[Records from a point-labeling set]
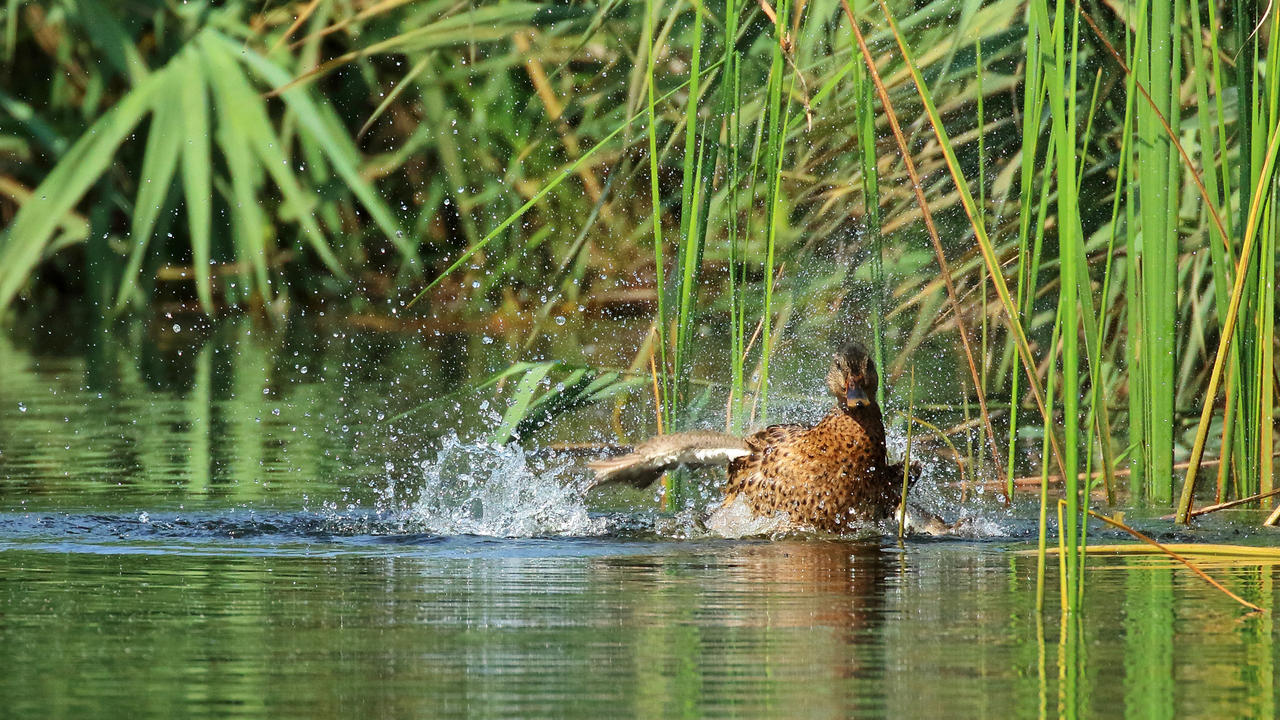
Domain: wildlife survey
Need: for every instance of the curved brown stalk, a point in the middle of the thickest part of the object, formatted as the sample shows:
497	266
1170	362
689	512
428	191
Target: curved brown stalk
1178	557
917	187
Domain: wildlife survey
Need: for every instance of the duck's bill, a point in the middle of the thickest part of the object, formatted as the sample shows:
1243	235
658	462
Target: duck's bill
855	396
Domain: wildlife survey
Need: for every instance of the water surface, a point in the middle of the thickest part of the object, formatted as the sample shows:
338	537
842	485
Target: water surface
237	524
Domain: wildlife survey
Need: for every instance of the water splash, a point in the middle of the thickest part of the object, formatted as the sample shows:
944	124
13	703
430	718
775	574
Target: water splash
487	490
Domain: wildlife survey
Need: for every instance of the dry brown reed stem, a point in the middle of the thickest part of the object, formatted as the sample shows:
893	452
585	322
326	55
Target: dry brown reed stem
657	397
1224	343
1178	557
987	253
1208	509
554	112
1169	131
917	187
297	22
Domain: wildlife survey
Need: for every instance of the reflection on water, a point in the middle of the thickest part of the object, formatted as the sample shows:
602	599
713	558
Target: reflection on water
231	523
451	627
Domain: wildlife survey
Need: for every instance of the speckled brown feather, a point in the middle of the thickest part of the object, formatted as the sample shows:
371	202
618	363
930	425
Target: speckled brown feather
826	477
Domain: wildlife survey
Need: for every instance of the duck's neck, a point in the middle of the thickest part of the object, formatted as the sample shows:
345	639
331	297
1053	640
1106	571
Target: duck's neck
865	422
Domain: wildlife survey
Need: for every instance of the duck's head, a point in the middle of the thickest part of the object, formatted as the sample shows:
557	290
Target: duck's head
853	378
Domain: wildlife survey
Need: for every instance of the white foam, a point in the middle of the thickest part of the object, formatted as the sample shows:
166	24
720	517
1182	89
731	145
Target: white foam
489	490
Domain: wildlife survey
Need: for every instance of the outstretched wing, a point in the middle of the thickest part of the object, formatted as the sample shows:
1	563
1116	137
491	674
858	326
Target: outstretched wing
650	459
749	470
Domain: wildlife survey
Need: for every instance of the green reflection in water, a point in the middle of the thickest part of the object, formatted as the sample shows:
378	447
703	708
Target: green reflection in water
300	614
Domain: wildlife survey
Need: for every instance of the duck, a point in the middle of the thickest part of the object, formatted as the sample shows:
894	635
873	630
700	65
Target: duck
830	477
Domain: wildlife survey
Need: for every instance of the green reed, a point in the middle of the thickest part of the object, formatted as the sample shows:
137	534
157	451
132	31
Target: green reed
248	174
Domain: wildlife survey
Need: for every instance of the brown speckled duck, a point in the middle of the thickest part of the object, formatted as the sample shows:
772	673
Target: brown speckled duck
828	477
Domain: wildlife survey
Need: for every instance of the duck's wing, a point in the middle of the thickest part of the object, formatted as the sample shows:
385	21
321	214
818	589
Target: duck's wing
650	459
758	469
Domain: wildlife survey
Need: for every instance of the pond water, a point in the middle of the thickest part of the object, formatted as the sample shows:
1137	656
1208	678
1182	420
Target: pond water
236	520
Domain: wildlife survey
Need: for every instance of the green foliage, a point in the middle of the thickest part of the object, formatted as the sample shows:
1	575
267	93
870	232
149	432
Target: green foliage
726	164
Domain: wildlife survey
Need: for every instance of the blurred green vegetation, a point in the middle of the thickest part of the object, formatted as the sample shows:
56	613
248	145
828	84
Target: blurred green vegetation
699	162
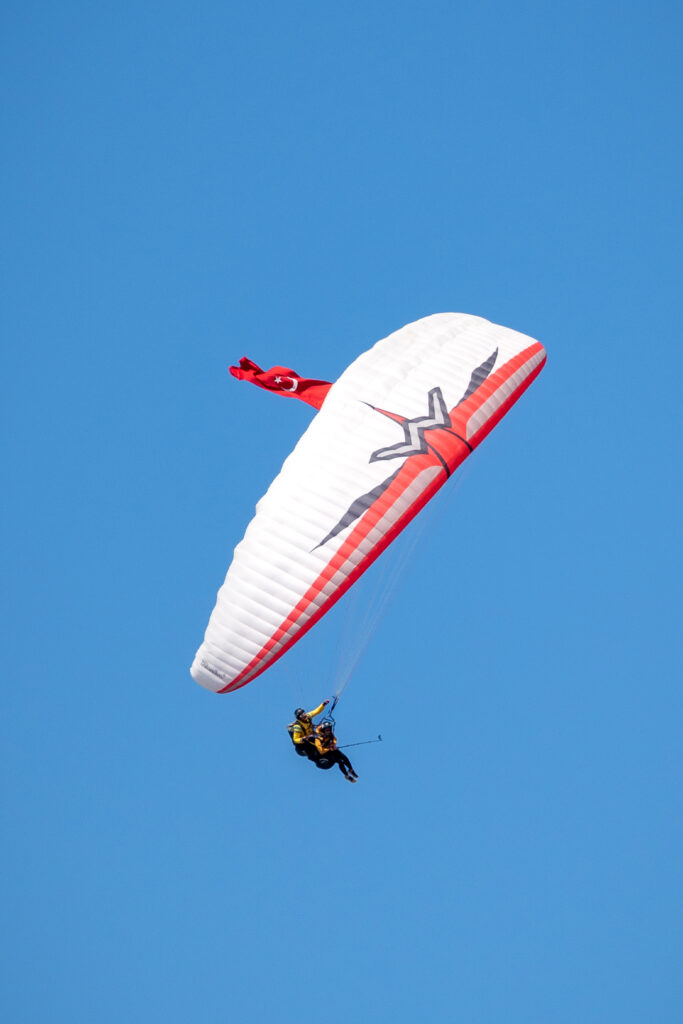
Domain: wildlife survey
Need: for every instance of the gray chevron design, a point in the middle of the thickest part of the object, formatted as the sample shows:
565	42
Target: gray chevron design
414	430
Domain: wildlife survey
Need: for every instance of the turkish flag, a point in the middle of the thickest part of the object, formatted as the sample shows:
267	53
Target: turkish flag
284	381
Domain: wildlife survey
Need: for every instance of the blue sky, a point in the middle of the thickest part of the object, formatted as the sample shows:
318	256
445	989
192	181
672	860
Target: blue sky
187	183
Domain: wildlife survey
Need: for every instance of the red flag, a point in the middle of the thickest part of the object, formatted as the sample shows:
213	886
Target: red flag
284	381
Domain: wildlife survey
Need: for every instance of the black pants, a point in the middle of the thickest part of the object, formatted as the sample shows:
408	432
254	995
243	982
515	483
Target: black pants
331	758
307	749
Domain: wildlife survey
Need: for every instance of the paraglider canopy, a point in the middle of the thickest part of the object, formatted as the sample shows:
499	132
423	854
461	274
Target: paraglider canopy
388	434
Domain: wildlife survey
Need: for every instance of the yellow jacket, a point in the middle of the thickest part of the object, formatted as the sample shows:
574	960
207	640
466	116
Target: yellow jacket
301	730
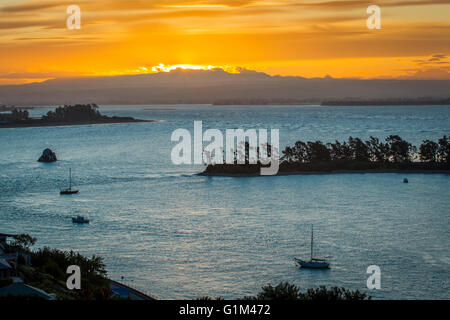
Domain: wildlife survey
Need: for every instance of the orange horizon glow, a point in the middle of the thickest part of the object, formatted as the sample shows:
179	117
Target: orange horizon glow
314	38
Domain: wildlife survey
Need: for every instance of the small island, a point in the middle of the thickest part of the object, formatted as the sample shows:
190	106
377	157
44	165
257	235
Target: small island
79	114
351	156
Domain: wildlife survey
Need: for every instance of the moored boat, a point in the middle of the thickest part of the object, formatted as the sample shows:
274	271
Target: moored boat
69	190
313	263
80	219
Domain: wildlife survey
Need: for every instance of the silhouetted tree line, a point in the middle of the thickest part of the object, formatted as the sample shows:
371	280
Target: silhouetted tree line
15	115
393	150
287	291
74	113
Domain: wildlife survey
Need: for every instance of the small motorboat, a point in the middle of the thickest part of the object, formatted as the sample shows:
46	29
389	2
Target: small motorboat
313	263
69	190
80	219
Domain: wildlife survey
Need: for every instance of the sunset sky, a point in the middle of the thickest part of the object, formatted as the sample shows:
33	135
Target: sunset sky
311	38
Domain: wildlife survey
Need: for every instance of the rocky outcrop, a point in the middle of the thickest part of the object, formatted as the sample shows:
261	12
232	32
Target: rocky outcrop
47	156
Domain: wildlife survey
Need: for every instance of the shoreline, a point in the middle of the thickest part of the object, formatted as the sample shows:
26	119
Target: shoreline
243	175
71	123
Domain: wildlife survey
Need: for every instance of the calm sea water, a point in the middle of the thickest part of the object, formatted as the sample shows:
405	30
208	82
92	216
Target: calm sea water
178	235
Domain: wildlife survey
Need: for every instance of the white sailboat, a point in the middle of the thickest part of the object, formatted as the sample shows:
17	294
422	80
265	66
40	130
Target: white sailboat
313	263
69	190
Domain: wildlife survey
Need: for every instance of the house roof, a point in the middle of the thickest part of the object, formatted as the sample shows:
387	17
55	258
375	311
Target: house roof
4	264
21	289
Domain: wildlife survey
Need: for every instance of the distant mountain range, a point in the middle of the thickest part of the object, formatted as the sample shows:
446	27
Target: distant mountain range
216	87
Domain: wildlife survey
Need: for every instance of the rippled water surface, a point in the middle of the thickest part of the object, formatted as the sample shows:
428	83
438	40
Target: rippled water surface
178	235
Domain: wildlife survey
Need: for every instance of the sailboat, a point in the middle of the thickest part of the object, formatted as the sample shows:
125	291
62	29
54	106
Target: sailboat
313	263
69	190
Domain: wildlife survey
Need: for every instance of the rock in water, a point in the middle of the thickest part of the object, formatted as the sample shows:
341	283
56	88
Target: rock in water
47	156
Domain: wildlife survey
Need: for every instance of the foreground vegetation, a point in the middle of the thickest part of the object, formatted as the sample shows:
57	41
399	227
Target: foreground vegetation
287	291
373	155
46	270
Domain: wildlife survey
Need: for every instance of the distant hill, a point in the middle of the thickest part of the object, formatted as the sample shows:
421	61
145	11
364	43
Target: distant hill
215	86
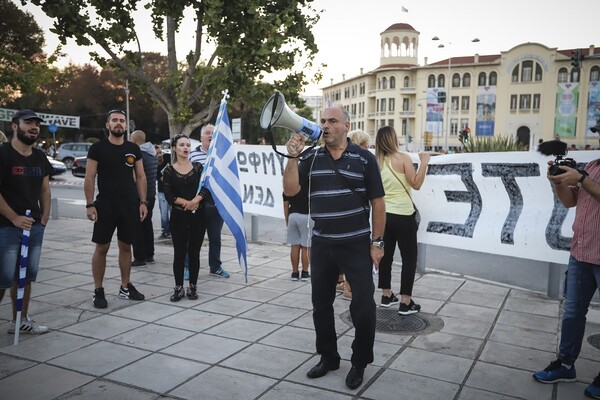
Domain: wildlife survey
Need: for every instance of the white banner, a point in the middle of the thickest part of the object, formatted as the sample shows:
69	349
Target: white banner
498	203
63	121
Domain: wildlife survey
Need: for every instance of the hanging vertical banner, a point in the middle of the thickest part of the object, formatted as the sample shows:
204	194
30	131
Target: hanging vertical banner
593	114
566	109
486	111
435	112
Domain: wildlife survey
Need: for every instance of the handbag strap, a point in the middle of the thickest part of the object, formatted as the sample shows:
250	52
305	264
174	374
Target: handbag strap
405	189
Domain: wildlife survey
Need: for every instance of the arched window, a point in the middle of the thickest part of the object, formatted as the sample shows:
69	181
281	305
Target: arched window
563	75
515	74
467	80
431	81
482	79
441	80
595	74
456	80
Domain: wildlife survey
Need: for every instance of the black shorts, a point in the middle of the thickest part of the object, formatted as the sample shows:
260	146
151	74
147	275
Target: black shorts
111	216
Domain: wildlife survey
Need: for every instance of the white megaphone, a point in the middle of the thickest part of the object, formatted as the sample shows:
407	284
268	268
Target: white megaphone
277	113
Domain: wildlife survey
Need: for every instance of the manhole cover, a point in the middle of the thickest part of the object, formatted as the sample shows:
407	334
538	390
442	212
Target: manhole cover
594	340
389	321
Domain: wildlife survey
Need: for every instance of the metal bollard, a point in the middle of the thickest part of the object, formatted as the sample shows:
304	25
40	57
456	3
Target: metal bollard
421	259
54	208
254	228
553	289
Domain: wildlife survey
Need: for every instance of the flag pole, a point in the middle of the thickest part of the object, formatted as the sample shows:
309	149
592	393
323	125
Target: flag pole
21	282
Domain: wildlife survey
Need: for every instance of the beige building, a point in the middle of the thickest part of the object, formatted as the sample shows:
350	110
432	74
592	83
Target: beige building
529	92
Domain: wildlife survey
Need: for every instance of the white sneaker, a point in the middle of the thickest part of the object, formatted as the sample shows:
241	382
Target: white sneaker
28	327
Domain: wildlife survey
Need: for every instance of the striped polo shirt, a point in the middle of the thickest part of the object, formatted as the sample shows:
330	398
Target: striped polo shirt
340	214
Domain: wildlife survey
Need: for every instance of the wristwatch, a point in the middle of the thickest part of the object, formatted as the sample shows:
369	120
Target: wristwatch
377	242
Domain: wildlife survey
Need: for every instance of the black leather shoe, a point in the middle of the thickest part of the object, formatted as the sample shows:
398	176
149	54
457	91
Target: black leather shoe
354	377
321	369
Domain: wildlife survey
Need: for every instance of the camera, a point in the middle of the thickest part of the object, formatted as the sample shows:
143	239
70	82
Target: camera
558	149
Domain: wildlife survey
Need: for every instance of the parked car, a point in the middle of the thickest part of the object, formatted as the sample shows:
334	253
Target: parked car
57	167
67	152
78	168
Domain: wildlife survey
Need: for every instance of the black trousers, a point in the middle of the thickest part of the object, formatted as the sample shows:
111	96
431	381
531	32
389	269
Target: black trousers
187	234
401	230
327	261
143	239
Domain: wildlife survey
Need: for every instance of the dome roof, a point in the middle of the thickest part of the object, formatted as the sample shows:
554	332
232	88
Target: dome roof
400	27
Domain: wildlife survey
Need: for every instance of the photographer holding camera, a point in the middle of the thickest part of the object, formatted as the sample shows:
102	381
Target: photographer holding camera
580	189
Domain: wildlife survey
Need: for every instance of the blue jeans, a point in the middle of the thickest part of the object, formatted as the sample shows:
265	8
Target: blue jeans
10	251
165	209
581	283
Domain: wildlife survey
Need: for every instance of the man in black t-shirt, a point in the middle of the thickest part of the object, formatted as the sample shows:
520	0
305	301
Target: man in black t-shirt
115	161
24	185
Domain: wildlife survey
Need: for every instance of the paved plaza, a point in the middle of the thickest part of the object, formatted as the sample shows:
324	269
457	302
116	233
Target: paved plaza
256	340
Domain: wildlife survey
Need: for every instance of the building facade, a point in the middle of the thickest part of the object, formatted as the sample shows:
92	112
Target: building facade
529	92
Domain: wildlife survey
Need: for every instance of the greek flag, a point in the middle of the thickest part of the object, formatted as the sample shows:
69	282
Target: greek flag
221	177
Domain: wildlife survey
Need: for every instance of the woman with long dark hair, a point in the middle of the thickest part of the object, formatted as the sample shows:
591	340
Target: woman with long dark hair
399	178
180	180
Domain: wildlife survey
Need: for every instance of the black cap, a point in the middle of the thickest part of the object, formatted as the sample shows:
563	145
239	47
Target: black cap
26	115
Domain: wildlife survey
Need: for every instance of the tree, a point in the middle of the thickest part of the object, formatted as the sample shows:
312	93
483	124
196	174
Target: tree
23	64
251	38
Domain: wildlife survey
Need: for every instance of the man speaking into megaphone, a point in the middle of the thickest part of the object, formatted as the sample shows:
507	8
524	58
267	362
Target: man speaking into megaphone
344	186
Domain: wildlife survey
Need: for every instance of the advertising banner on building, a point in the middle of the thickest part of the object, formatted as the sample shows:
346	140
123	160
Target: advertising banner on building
497	203
486	111
565	120
593	115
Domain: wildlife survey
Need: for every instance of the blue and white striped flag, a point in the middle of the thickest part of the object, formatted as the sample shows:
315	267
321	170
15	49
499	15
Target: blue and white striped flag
221	177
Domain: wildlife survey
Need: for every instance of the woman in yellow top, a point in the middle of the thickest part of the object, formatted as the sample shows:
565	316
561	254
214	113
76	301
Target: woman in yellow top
399	178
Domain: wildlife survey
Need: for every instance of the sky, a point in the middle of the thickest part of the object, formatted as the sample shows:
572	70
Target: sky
348	32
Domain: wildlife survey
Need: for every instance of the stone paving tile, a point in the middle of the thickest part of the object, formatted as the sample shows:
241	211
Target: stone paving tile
204	348
228	306
48	382
48	346
409	387
525	338
99	358
445	343
224	384
243	329
106	390
523	320
508	381
465	327
193	320
103	326
273	362
158	372
293	391
426	363
513	356
274	313
289	337
152	337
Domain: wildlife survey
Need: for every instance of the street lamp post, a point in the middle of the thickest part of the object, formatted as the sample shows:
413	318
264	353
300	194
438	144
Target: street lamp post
448	98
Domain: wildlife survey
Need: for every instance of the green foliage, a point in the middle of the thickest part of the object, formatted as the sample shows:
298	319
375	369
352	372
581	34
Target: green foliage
486	144
248	40
23	64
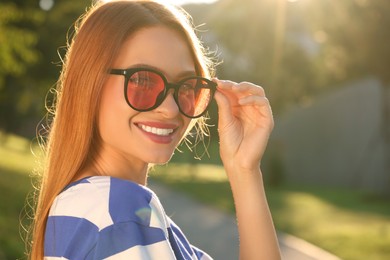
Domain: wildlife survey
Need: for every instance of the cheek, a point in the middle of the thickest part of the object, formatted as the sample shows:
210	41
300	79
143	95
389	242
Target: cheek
188	124
113	111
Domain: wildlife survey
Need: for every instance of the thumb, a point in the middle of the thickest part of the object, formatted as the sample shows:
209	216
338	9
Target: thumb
224	109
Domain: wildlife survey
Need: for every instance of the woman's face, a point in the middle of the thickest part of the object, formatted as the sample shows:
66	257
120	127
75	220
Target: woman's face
132	137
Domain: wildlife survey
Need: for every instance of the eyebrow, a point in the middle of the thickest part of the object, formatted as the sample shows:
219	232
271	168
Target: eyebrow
181	75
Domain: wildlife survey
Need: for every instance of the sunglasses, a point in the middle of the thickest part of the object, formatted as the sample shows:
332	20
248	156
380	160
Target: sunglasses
145	89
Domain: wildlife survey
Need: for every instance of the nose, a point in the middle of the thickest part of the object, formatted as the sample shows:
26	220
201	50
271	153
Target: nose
168	107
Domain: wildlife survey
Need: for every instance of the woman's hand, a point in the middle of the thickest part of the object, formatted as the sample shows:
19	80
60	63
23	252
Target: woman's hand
245	123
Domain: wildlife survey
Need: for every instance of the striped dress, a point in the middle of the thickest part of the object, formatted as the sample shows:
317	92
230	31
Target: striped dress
102	217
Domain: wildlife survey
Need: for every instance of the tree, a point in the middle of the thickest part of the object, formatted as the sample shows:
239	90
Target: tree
357	41
17	54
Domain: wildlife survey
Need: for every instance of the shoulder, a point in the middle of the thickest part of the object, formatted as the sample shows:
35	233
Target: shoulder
104	200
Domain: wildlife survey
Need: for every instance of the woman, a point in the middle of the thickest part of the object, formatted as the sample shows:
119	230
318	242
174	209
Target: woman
134	82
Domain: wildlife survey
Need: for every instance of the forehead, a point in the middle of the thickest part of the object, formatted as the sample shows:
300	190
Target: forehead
159	47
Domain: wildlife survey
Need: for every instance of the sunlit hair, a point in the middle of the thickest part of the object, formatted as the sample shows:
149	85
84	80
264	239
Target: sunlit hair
73	140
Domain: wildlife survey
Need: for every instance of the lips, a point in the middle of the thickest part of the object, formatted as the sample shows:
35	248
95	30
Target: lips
156	130
161	133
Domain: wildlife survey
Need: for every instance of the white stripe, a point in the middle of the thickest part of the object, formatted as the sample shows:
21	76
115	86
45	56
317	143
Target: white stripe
160	250
85	200
158	217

Brief >>
Locate each line of the material above that contains the string "long", with matching case, and copy those lines.

Expected answer >>
Need: for every instance of the woman with long dark hair, a point in the middle of the thickest part of the object, formatted as the sample shows:
Target: woman with long dark hair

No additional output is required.